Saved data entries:

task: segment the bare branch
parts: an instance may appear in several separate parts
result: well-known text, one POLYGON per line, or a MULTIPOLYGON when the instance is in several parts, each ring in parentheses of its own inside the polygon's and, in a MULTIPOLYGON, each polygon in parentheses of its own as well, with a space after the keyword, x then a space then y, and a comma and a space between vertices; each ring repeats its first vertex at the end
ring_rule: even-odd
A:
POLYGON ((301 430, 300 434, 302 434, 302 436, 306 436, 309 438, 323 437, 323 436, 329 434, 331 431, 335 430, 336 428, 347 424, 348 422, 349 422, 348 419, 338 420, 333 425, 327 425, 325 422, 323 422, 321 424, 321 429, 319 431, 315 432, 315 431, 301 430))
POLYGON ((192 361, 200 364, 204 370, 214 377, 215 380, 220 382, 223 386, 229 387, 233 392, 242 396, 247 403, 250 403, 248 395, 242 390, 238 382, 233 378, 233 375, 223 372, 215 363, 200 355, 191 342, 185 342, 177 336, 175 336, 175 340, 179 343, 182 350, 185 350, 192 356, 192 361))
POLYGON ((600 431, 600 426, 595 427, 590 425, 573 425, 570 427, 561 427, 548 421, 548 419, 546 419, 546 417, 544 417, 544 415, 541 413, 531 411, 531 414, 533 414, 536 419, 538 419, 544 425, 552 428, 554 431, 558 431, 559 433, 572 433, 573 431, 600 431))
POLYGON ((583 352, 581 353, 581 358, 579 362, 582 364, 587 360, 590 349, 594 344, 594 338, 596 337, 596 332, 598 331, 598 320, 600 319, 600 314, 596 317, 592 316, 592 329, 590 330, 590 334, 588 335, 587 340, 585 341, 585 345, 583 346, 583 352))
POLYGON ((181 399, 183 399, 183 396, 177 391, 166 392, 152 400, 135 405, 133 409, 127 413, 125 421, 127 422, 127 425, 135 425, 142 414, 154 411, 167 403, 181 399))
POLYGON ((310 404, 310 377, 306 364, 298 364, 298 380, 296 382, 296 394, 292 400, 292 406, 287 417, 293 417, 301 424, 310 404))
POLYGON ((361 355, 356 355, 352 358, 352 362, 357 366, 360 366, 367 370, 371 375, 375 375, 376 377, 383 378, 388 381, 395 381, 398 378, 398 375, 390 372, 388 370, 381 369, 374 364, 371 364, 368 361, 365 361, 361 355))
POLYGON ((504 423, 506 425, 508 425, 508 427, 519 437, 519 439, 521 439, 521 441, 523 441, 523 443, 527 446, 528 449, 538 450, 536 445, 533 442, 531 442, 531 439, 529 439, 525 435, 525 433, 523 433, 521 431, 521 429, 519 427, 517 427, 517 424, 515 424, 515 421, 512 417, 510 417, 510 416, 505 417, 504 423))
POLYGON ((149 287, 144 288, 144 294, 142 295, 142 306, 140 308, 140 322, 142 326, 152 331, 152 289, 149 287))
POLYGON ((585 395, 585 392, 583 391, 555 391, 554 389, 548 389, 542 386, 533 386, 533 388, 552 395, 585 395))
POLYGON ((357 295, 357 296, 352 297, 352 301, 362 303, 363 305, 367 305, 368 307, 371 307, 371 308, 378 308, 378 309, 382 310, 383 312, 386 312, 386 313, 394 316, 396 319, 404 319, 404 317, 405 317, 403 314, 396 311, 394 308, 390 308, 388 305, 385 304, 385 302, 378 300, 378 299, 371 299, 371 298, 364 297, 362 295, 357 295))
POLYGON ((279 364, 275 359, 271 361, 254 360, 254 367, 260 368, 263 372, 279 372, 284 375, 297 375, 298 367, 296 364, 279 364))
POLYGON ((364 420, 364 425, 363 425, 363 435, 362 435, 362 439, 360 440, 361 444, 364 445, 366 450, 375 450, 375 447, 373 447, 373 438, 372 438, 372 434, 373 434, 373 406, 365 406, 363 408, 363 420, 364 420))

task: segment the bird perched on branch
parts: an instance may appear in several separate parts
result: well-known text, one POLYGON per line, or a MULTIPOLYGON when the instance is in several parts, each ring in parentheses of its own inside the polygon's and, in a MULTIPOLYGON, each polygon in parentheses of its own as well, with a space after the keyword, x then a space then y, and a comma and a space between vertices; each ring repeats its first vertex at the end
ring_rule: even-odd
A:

- **Task statement**
The expected output is the complete data, repeated exactly.

- **Expected answer**
task: segment the bare branch
parts: an instance may appear in several separate parts
result: well-known text, one POLYGON per line, or a MULTIPOLYGON when the instance is in several parts, each ring in parentheses of its own inside the polygon's and, in a MULTIPOLYGON, each polygon in parentheses of its own as well, with a space after the keyword, x then a space then y, and a comma and a space between vertices; each ring repeats its first vertex at the end
ring_rule: even-odd
A:
POLYGON ((301 430, 300 434, 302 434, 302 436, 306 436, 309 438, 323 437, 323 436, 329 434, 331 431, 335 430, 336 428, 347 424, 348 422, 349 422, 348 419, 338 420, 333 425, 327 425, 325 422, 323 422, 321 424, 321 429, 319 431, 315 432, 315 431, 301 430))
POLYGON ((192 361, 200 364, 204 370, 214 377, 215 380, 220 382, 223 386, 229 387, 233 392, 242 396, 247 403, 250 403, 248 395, 242 390, 238 382, 233 378, 233 375, 223 372, 215 363, 200 355, 191 342, 185 342, 177 336, 175 336, 175 340, 179 343, 182 350, 185 350, 192 356, 192 361))
POLYGON ((600 431, 600 426, 595 427, 590 425, 573 425, 570 427, 561 427, 548 421, 548 419, 546 419, 546 417, 544 417, 544 415, 541 413, 531 411, 531 414, 533 414, 536 419, 538 419, 544 425, 552 428, 554 431, 558 431, 559 433, 572 433, 573 431, 600 431))
POLYGON ((583 352, 581 353, 581 358, 579 362, 582 364, 587 360, 590 349, 594 344, 594 338, 596 337, 596 332, 598 331, 598 320, 600 319, 600 314, 596 317, 592 316, 592 329, 590 330, 590 334, 588 335, 587 340, 585 341, 585 345, 583 346, 583 352))
POLYGON ((181 399, 183 399, 183 396, 177 391, 166 392, 152 400, 135 405, 133 409, 127 413, 125 421, 127 422, 127 425, 135 425, 142 414, 154 411, 167 403, 181 399))
POLYGON ((310 404, 310 377, 306 364, 298 364, 298 380, 296 382, 296 394, 292 400, 292 406, 287 417, 293 417, 301 424, 310 404))
POLYGON ((361 355, 356 355, 352 358, 352 362, 357 366, 360 366, 367 370, 371 375, 375 375, 376 377, 383 378, 388 381, 395 381, 398 378, 398 375, 390 372, 388 370, 381 369, 374 364, 371 364, 368 361, 365 361, 361 355))
POLYGON ((504 423, 506 425, 508 425, 508 427, 519 437, 519 439, 521 439, 521 441, 523 441, 523 443, 527 446, 528 449, 538 450, 536 445, 533 442, 531 442, 531 439, 529 439, 525 435, 525 433, 523 433, 521 431, 521 429, 519 427, 517 427, 517 424, 515 424, 515 421, 512 417, 510 417, 510 416, 505 417, 504 423))
POLYGON ((149 287, 144 288, 144 294, 142 295, 142 306, 140 308, 140 322, 142 326, 152 331, 152 289, 149 287))
POLYGON ((585 395, 585 392, 583 391, 555 391, 554 389, 548 389, 542 386, 533 386, 533 388, 552 395, 585 395))
POLYGON ((357 295, 357 296, 352 297, 352 301, 362 303, 363 305, 367 305, 368 307, 371 307, 371 308, 378 308, 378 309, 382 310, 383 312, 386 312, 386 313, 394 316, 396 319, 404 319, 404 317, 405 317, 403 314, 396 311, 394 308, 390 308, 388 305, 385 304, 385 302, 378 300, 378 299, 371 299, 371 298, 364 297, 362 295, 357 295))
POLYGON ((279 364, 275 359, 271 361, 254 360, 254 367, 260 368, 263 372, 279 372, 284 375, 297 375, 298 367, 296 364, 279 364))
POLYGON ((364 420, 364 425, 363 425, 363 435, 362 435, 362 439, 360 440, 361 444, 364 445, 366 450, 375 450, 375 447, 373 447, 373 438, 372 438, 372 434, 373 434, 373 406, 365 406, 363 408, 363 420, 364 420))

task: segment the bird perched on branch
parts: an instance may appear in several separate parts
result: well-known text, one POLYGON per line, or a MULTIPOLYGON when the instance is in several parts, each ring in parentheses of its own inside the polygon's and, in a MULTIPOLYGON, each polygon in parentheses of its own as well, with a space after the keyword, x then a space then y, and a comma and a space between vertices; each ring repeats its first vertex at the end
ring_rule: even-odd
A:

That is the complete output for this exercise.